### EXERCISE DIRECTIONS:
Rewrite the records below with every "blanket" changed to "quilt" and everything else unchanged, omitting the pictures.

### DATA ENTRIES:

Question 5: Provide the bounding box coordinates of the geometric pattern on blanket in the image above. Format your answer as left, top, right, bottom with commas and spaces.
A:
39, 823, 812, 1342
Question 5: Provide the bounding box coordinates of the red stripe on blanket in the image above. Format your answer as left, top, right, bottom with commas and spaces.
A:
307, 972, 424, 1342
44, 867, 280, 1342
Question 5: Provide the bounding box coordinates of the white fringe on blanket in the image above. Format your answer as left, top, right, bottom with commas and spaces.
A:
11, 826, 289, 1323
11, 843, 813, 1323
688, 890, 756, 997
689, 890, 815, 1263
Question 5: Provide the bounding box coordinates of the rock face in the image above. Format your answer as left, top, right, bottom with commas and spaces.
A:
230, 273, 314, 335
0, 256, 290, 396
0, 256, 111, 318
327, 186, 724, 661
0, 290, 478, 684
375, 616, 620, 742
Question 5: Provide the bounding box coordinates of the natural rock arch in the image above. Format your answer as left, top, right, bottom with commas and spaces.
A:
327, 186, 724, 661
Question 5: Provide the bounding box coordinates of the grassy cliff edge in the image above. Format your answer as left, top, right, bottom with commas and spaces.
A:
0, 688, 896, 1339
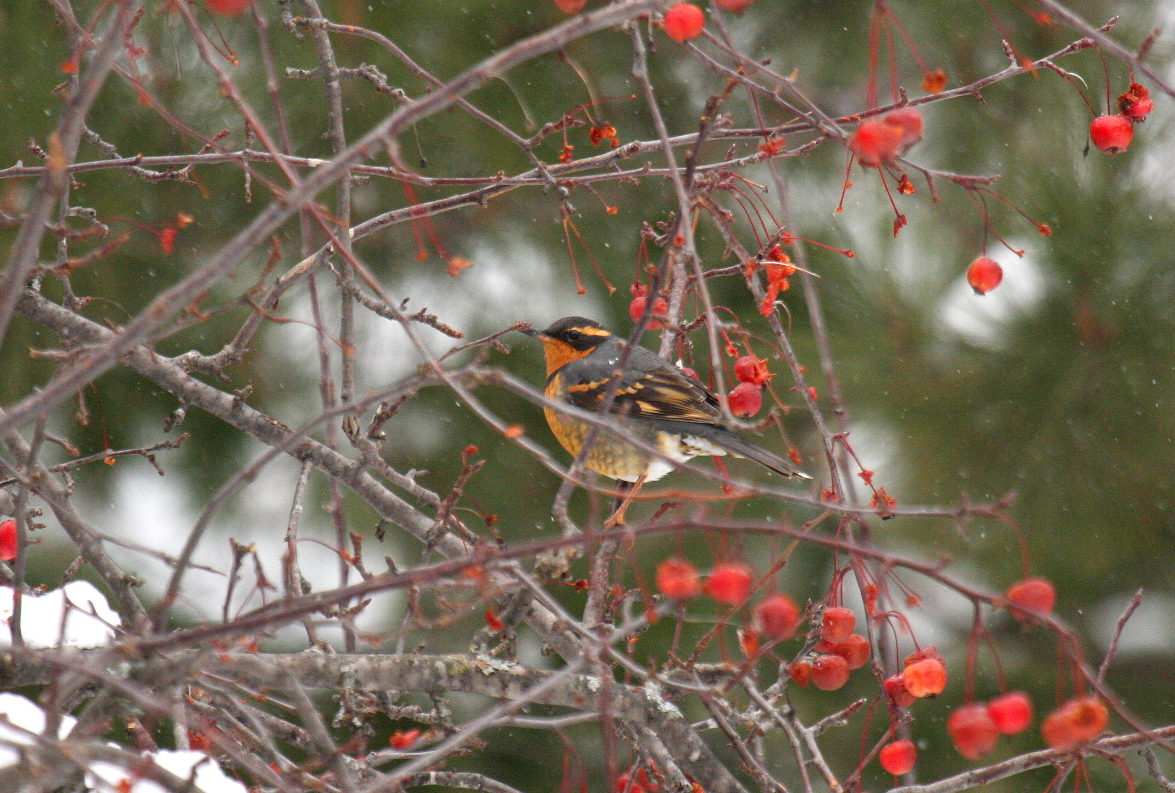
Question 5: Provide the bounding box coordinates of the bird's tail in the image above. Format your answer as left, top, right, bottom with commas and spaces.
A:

### FULL RESPONSE:
Question 5: Provide the bounding box coordinates of the geometric pattern on quilt in the image above. Format your answer as left, top, right, bottom with commas and spaces.
A:
39, 823, 812, 1342
Question 5: Provide the bounding box coordinates of the red stripe on quilt in the image above. Format your answer as left, top, right, bottom with commas and spaces.
A:
307, 972, 424, 1342
44, 867, 280, 1342
Question 5: Provide the bounding box coordinates of the white fringe on quilt in the image above. Format your answer as left, top, right, bottom with commas and spaces.
A:
11, 826, 289, 1323
11, 843, 813, 1323
688, 890, 756, 997
689, 890, 815, 1263
Question 5: Provide the bounding box coordinates of the rock face in the image above. Format your answer as left, top, right, bottom with commas and spaces.
A:
230, 273, 314, 335
0, 256, 290, 396
0, 256, 111, 318
327, 186, 724, 661
0, 290, 478, 684
375, 616, 620, 742
Question 5: Provide the bounding box coordinates of the natural rock arch in the image above. Format your answer as left, top, right, bottom with commas and spaces.
A:
327, 186, 724, 661
Question 5: Provide the bounding box coordinates of the grassy cliff edge in the image above. Format your answer as left, top, right, bottom with commas and spaces.
A:
0, 688, 896, 1339
Question 5: Provide the bounding box coordinates of the bird's tail in the image above. Format your answer as left, top, right, bottom with commas and spaces.
A:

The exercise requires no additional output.